=== Section Start ===
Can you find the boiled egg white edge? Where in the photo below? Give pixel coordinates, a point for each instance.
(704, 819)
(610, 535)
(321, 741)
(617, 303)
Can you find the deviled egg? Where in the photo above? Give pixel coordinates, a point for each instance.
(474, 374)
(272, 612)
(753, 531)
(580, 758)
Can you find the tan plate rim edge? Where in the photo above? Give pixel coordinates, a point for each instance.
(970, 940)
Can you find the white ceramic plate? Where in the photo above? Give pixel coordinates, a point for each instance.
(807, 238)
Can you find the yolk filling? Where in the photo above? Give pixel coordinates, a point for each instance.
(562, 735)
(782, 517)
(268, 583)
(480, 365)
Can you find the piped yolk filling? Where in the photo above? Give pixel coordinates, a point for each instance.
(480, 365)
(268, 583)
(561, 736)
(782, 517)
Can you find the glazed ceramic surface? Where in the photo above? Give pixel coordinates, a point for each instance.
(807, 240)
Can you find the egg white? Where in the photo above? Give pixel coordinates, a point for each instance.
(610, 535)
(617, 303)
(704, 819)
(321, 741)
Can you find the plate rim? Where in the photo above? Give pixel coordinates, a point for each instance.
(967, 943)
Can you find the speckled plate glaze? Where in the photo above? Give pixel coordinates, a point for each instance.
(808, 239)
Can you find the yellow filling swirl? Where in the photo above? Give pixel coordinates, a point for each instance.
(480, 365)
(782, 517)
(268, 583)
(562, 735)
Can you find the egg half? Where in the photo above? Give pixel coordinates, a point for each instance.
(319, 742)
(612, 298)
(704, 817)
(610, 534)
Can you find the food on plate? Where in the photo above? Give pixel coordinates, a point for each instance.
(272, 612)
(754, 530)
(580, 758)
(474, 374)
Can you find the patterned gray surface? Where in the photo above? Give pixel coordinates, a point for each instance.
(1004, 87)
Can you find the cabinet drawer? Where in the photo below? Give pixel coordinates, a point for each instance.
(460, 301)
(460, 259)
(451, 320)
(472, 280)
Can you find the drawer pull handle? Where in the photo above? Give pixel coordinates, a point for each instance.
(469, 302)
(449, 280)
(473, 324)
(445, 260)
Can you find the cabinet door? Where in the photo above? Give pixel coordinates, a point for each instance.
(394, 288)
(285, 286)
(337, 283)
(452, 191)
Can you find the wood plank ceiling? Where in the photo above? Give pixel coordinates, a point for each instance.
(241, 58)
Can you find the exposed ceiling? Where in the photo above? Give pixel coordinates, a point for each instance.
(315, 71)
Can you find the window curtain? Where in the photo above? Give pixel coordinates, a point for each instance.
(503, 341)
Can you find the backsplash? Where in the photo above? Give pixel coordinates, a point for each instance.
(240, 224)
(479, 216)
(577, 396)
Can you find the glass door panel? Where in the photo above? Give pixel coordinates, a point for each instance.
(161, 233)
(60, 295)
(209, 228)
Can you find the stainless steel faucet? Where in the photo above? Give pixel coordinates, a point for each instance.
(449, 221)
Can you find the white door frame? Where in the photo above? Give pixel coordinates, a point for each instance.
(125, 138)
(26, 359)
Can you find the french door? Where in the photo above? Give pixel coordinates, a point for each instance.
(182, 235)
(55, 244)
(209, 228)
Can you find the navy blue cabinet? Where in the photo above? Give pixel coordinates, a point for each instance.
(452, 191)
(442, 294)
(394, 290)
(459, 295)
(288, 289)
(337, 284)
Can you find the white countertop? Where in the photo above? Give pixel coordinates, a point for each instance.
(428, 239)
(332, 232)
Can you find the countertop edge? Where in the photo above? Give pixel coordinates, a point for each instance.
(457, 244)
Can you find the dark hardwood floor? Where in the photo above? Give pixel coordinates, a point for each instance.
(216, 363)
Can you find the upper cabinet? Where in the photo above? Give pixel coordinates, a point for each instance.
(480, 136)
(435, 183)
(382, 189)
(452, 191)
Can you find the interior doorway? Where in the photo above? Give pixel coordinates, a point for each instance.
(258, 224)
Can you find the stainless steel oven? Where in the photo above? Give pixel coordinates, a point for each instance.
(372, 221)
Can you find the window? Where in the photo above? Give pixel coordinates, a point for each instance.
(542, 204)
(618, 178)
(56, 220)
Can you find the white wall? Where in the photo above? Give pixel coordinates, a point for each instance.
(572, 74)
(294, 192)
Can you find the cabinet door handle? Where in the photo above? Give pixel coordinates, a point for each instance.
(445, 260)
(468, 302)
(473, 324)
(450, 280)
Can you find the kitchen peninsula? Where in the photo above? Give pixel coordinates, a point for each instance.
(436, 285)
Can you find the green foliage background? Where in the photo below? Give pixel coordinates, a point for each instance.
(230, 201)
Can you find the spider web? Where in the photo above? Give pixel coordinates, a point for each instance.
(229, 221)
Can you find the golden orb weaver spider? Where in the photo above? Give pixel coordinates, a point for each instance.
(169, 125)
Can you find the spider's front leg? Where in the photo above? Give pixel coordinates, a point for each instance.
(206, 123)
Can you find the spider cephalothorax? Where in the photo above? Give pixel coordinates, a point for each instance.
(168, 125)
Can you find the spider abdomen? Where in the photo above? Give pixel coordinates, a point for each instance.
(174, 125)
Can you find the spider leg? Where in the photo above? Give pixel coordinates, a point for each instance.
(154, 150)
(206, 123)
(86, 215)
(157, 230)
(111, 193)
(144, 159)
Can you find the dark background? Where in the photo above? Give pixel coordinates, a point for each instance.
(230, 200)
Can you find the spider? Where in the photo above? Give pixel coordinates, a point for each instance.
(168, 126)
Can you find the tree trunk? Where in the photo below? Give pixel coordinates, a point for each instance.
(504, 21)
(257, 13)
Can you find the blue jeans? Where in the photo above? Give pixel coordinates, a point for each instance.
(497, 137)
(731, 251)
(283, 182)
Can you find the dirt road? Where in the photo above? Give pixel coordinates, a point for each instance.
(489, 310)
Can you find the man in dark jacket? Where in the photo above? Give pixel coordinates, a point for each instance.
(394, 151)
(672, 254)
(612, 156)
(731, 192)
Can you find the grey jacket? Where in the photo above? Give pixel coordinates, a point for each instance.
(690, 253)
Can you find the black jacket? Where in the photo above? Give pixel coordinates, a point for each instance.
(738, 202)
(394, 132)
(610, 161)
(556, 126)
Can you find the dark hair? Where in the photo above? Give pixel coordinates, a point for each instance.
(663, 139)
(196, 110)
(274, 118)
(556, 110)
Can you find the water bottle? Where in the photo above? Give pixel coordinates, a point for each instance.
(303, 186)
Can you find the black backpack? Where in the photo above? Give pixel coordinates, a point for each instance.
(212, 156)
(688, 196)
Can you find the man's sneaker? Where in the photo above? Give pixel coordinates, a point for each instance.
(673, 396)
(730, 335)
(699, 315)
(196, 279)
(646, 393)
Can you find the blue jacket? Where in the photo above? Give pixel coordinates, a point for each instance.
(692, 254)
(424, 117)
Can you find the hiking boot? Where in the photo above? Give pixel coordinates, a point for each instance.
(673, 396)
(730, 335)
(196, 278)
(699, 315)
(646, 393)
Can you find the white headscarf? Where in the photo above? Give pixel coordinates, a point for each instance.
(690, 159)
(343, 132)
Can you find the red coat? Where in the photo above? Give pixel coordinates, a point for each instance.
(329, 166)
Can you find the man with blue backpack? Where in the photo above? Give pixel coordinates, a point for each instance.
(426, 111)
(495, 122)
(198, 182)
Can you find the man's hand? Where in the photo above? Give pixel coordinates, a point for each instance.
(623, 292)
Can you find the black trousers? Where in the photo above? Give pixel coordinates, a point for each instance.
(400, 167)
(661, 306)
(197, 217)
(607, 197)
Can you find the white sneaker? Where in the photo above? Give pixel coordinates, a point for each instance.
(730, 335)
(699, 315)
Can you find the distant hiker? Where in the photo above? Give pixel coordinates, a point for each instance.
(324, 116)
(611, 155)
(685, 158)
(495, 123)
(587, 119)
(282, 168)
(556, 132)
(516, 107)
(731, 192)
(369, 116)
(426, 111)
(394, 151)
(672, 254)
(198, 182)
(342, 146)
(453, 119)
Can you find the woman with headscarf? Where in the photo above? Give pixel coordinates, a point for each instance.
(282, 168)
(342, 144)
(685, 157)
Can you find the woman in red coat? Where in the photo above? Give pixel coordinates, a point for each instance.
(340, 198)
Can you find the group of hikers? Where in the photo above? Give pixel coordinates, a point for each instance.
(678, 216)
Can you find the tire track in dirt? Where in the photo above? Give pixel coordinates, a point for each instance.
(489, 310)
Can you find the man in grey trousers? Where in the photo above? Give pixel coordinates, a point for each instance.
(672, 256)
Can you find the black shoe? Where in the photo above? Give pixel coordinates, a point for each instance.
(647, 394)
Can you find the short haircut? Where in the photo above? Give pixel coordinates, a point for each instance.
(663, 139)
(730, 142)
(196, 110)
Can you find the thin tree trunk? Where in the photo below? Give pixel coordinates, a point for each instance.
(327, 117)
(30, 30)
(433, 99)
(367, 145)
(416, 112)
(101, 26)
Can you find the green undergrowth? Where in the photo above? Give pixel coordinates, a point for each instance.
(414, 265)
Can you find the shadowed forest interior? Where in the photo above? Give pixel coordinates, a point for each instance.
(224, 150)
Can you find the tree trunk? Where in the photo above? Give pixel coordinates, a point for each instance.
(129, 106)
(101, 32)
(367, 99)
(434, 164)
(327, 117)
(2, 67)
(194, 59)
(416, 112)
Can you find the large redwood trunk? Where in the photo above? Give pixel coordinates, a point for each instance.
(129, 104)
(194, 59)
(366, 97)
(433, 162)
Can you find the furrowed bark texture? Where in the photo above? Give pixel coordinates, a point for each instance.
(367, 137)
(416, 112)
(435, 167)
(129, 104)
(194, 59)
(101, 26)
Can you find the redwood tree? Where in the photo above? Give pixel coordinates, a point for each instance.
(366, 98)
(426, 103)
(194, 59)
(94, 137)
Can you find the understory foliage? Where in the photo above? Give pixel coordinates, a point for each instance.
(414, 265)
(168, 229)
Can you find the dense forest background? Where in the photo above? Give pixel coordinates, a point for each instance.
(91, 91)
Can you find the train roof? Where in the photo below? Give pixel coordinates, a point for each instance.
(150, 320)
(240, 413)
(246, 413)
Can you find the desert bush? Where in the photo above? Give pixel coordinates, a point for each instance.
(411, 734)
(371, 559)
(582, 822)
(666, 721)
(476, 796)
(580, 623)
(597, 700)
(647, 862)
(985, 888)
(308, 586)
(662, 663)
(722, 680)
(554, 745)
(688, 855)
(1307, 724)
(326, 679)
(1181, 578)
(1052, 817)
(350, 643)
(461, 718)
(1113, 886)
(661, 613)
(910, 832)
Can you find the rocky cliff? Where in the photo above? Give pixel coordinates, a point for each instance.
=== Section End ===
» **Your objective**
No lines before the one containing "Can you find the understory" belong in the answer; write out that line and each one after it exactly, through the end of the records.

» **Answer box**
Can you find the understory foliage? Where in the photo above? Give pixel coordinates, a point for each instance.
(414, 265)
(168, 229)
Can you find the dense forest background? Where in the photo above? Give pixel coordinates, a point for each instance.
(91, 91)
Can you find the train roof? Where in the photo below? Give pixel coordinates, a point for each instance.
(150, 320)
(240, 413)
(246, 413)
Can you find the desert bush? Where in the photo above? Give pixel coordinates, a point for each instance.
(411, 734)
(371, 559)
(582, 822)
(666, 721)
(476, 796)
(580, 623)
(597, 700)
(647, 862)
(985, 888)
(308, 586)
(662, 663)
(722, 680)
(554, 745)
(688, 855)
(1307, 724)
(326, 679)
(1181, 578)
(1052, 817)
(350, 643)
(461, 718)
(1113, 886)
(661, 613)
(910, 832)
Can you find the rocky cliff? Where in the photo above? Give pixel coordinates, a point for each instance.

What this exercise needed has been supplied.